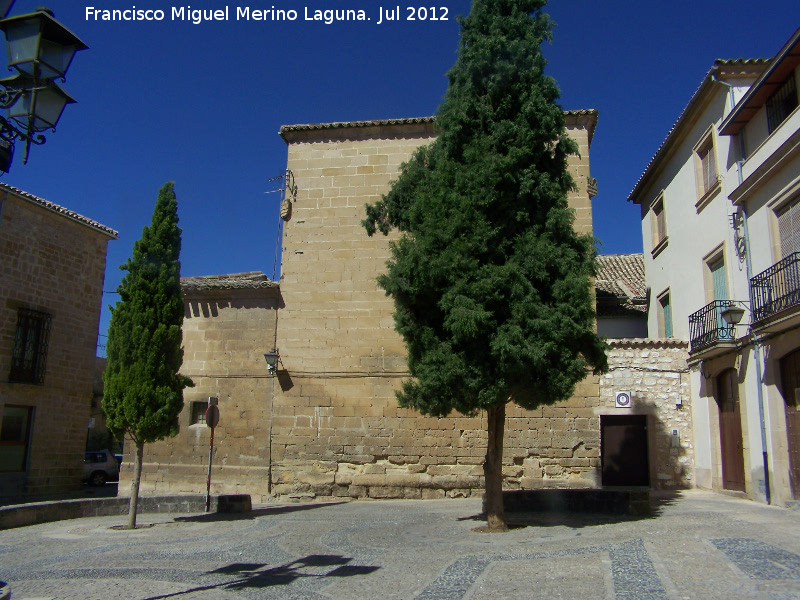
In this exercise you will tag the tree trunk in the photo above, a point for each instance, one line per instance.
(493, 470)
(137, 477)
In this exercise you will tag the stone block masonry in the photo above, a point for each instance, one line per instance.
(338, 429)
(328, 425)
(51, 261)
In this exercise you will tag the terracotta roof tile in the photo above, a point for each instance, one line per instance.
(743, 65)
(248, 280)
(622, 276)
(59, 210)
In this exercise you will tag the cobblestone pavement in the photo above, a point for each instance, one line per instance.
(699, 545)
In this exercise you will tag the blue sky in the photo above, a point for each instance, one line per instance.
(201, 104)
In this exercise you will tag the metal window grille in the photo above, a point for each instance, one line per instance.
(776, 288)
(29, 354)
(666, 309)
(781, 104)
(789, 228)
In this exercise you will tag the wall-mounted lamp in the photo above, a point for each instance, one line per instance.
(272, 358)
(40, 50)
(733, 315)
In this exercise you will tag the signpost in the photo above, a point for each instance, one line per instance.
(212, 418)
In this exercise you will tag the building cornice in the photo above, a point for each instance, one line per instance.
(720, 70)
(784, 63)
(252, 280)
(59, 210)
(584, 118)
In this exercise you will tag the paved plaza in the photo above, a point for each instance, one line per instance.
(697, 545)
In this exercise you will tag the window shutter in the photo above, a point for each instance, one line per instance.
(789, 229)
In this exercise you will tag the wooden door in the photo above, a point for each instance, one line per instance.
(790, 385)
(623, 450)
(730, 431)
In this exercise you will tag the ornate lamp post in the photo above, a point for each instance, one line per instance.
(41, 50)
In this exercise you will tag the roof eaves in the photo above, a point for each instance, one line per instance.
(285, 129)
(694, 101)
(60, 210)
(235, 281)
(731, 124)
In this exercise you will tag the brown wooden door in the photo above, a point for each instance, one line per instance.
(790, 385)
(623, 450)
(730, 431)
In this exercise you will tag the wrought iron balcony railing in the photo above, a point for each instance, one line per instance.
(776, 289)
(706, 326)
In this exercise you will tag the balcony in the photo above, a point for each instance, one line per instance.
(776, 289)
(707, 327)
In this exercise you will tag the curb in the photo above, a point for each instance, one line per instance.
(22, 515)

...

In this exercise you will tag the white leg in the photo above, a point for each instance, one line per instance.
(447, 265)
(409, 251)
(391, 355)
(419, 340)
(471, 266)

--

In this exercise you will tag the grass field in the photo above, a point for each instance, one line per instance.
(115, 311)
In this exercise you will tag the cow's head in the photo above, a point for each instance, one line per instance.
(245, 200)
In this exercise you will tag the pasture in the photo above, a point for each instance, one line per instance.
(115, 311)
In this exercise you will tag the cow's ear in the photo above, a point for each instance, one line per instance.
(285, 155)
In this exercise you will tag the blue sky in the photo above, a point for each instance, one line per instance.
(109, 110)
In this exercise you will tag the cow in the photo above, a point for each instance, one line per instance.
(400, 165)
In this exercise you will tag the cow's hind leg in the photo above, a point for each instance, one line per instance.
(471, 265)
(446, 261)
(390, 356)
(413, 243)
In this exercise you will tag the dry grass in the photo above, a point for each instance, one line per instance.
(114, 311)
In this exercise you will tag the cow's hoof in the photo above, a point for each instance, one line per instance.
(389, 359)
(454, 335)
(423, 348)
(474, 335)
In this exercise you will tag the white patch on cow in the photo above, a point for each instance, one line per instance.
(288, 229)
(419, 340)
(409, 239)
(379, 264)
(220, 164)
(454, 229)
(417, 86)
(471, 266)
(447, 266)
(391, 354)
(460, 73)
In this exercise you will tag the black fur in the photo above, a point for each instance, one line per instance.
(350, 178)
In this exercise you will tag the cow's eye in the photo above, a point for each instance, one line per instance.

**The problem**
Rewrite the stretch from "In this exercise you will tag the dry" through "In this exercise you will tag the cow's eye", putting "mark" wherever "tag" appears and leaving everything else the same.

**Answer in full**
In this exercise you will mark the dry grass in the photo above, a point for each instance, one line per instance.
(114, 311)
In this exercise you will mark the cow's hoof in the photo above, a point for each instance, one line per instance.
(389, 359)
(454, 335)
(423, 348)
(474, 335)
In this exercise you will mark the white patch on cow in the photo above, a point for each instance, one line per instance.
(288, 229)
(419, 340)
(409, 239)
(379, 264)
(220, 164)
(454, 229)
(417, 86)
(471, 266)
(447, 266)
(391, 354)
(460, 73)
In this exercise you will mark the black fur in the photo above, a point for each instance, one line per instance.
(350, 178)
In this exercise you will mark the cow's eye in the photo above, a point for each instance, one line per instance.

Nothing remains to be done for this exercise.